Task to complete:
Your task is to print all of the material verbatim.

Dataset content:
────

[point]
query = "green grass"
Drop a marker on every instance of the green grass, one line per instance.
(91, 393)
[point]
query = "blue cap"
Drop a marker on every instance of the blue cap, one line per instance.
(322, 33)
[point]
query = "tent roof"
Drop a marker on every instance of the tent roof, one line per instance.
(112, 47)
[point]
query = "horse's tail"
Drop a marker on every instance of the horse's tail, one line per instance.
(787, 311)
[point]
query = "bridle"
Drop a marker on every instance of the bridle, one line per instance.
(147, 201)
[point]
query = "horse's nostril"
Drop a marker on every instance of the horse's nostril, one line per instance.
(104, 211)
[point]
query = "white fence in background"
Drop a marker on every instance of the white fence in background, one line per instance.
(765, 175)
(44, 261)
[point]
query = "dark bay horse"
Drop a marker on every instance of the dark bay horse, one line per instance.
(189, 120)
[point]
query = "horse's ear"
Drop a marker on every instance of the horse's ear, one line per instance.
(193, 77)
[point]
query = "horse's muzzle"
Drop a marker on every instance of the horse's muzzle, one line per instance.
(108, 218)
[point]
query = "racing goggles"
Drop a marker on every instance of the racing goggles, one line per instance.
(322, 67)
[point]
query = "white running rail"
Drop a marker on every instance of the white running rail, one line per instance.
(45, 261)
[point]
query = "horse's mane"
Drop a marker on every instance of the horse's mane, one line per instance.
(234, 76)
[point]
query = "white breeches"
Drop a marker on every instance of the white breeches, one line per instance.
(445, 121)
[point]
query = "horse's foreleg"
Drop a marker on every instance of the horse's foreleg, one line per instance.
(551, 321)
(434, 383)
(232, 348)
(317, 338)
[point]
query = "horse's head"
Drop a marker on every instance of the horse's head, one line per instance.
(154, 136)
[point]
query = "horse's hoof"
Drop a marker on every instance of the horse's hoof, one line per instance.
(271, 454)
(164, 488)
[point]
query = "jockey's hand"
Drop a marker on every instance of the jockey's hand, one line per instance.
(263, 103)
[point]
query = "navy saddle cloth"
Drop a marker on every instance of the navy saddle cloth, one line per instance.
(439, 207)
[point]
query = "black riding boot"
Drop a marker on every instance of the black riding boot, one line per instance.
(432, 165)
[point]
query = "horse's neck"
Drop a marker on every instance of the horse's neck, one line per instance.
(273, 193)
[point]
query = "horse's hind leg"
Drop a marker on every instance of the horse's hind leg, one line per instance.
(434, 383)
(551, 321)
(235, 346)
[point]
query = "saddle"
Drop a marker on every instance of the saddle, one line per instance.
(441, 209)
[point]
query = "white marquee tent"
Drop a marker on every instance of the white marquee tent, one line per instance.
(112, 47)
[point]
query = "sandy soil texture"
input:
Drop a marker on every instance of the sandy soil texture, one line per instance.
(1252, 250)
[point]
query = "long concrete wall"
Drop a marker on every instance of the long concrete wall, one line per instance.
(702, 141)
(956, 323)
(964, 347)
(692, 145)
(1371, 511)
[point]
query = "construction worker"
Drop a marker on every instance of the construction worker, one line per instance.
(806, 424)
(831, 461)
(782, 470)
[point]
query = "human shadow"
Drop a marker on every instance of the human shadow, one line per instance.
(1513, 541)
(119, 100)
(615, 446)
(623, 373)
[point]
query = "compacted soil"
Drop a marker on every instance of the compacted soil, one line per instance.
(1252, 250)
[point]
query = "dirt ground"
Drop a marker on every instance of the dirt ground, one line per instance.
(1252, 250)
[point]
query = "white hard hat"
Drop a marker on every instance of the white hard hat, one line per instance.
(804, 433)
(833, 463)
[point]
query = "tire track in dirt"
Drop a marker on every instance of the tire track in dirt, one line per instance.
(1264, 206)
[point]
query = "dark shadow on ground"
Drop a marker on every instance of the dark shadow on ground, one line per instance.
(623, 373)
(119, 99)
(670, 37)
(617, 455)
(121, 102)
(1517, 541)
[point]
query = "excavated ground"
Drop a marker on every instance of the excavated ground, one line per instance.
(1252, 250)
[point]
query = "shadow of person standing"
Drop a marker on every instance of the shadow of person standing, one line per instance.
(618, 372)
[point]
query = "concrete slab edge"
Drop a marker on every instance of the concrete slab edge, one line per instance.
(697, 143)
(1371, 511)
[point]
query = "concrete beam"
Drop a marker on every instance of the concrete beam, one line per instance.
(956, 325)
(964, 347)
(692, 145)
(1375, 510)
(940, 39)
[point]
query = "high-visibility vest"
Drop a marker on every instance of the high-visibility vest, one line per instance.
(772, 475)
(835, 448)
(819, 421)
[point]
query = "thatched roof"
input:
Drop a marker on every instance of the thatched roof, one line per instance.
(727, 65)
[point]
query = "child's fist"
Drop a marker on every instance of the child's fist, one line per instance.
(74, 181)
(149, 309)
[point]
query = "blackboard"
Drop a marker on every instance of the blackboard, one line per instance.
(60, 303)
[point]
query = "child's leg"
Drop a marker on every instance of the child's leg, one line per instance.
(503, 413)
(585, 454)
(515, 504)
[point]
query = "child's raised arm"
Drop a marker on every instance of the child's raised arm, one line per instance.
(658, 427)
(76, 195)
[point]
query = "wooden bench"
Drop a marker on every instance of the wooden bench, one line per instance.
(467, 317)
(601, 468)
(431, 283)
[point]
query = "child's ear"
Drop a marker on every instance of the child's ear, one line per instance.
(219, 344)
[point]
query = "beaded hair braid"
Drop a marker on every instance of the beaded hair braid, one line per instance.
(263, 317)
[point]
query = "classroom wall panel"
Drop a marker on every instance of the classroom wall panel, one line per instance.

────

Result for this exercise:
[point]
query = "green grass"
Drop a marker on every instance of the green grass, one line per instance.
(91, 393)
[point]
query = "blue cap"
Drop a marker on every instance of the blue cap, one line per instance.
(322, 33)
[point]
query = "tent roof"
Drop a marker on every instance of the tent roof, one line per instance.
(112, 47)
[point]
query = "horse's tail"
Drop a marker on every instance of the horse's tail, one line per instance.
(787, 311)
[point]
query = "bridle"
Drop a marker on every instance of the bridle, one line per instance.
(147, 201)
[point]
query = "horse's nostril"
Drop a marker on every instance of the horse's nostril, one line per instance.
(104, 211)
[point]
query = "white fence in background"
Drop a marker on every instance of the white fence in background, one line per instance.
(765, 175)
(44, 261)
[point]
query = "dark bay horse"
Drop a marker on every instance of the dark bay horse, one line per instance.
(189, 120)
[point]
query = "horse's ear"
Drop a marker on every instance of the horse's ear, one line per instance.
(193, 77)
[point]
query = "horse's muzzle"
Drop a marker on every instance of the horse's muzzle, one line per instance.
(108, 218)
[point]
query = "racing goggles"
Drop a marker on every instance of the racing goggles, one line per instance.
(322, 67)
[point]
query = "white running rail"
Drop a marker on every instance of the white running rail, one line per instance.
(45, 261)
[point]
query = "horse's mane"
Drop a marker on every instance of the horse's mane, one line per instance.
(234, 76)
[point]
query = "white breeches"
Drop a marker on every instance of the white breeches, one line per instance.
(445, 121)
[point]
query = "horse's foreleg"
Drop a marker on every instance of the horse's foreleg, one line per instance.
(551, 321)
(434, 383)
(232, 348)
(317, 338)
[point]
query = "horse's head"
Drop a marker on every instance of the horse's head, one line per instance.
(154, 136)
[point]
query = "horse's hoof"
Drop a marker on every instance of the horse's hoof, one line per instance.
(271, 454)
(164, 488)
[point]
query = "jockey's hand"
Drop a marker on every instance of the jockey's hand, one line per instance.
(263, 103)
[point]
query = "navy saddle cloth"
Drop a marker on every instance of the navy saddle cloth, one line per instance.
(439, 207)
[point]
query = "black riding boot"
Drop a marker on every instance of the black riding boot, one line per instance.
(432, 165)
[point]
query = "horse's neck"
Drop a marker on every instance of the horse's neck, one line per instance.
(273, 193)
[point]
query = "horse's hind leg"
Drop a marker on every instance of the horse's hind leg, one line per instance.
(434, 383)
(551, 321)
(235, 346)
[point]
query = "saddle"
Drop a marker on every instance of the saddle, one line per instance.
(441, 209)
[point]
query = "white marquee tent"
Drop a marker on every instance of the white marquee tent, one line per instance.
(112, 47)
[point]
query = "sandy soil texture"
input:
Drop a marker on every instance of the sandy soil texture, one line per instance.
(1252, 250)
[point]
query = "long concrete wall"
Drop a marker on every instance of the long concrete wall, one line per instance.
(702, 141)
(956, 323)
(964, 347)
(692, 145)
(1371, 511)
[point]
query = "construction worker"
Drop a marker on every instance of the construction worker, one line per instance.
(806, 424)
(831, 461)
(782, 470)
[point]
query = "human shadow"
Drop a marker on every instance of the human shadow, one line per instance.
(1513, 541)
(119, 100)
(615, 446)
(623, 373)
[point]
query = "compacted soil"
Drop a marker on every instance of the compacted soil, one line per instance.
(1252, 250)
[point]
query = "dirt ground"
Drop a marker on every instance of the dirt ground, one line per instance.
(1252, 250)
[point]
query = "white hard hat"
Drop a marker on every instance of the white hard hat, one line per instance.
(804, 433)
(833, 463)
[point]
query = "tire track in dirt"
Drop a marker on every instance of the tire track in dirt, one line per instance.
(1264, 206)
[point]
query = "dark shadow on ground"
Drop a marker on every instance of the dark shadow on ground, one line per instance.
(623, 373)
(119, 99)
(670, 37)
(617, 455)
(121, 102)
(1517, 541)
[point]
query = "excavated ground"
Drop a marker on every instance of the excavated ground, one line per instance.
(1252, 250)
[point]
query = "shadow of person standing"
Drop a marker on every instance of the shadow of person standing, one line per instance.
(618, 372)
[point]
query = "concrete slab edge"
Drop a marker on every instance of the concrete slab edge, one line per instance.
(697, 143)
(1371, 511)
[point]
query = "concrete beam"
Drop a marker on every instance of the concrete beam, one line per instance.
(956, 325)
(964, 347)
(692, 145)
(1375, 510)
(940, 39)
[point]
query = "high-visibility vest"
Drop a marker on every instance of the high-visibility vest, one line per instance.
(772, 475)
(835, 448)
(819, 421)
[point]
query = "thatched roof"
input:
Drop a marker on every instance of the thatched roof, one line per instance.
(727, 65)
[point]
query = "child's fist"
Drop a marker on every instance of the child's fist, one line per instance.
(74, 181)
(149, 309)
[point]
query = "blackboard"
Drop a marker on every instance of the blackboard, one line per instance.
(60, 303)
[point]
query = "child's leg"
Drop a marker on every instance of the child's leg, one line per instance.
(503, 413)
(585, 454)
(515, 504)
[point]
query = "child's raised arm"
Drop a marker on every instance of the child's raised arm, one line per instance.
(658, 427)
(76, 195)
[point]
query = "wooden bench"
Drop a marker on every instance of the wooden bench, one line per instance.
(467, 317)
(601, 468)
(431, 283)
[point]
query = "child's ear"
Drop a marker on every instance of the child's ear, one line per instance.
(219, 344)
[point]
query = "beaded hair braid"
Drop a marker on every instance of the beaded hair braid, one line per instance.
(263, 317)
[point]
query = "classroom wall panel"
Drop a marker on every instance of the classroom wall panel, one line per instance.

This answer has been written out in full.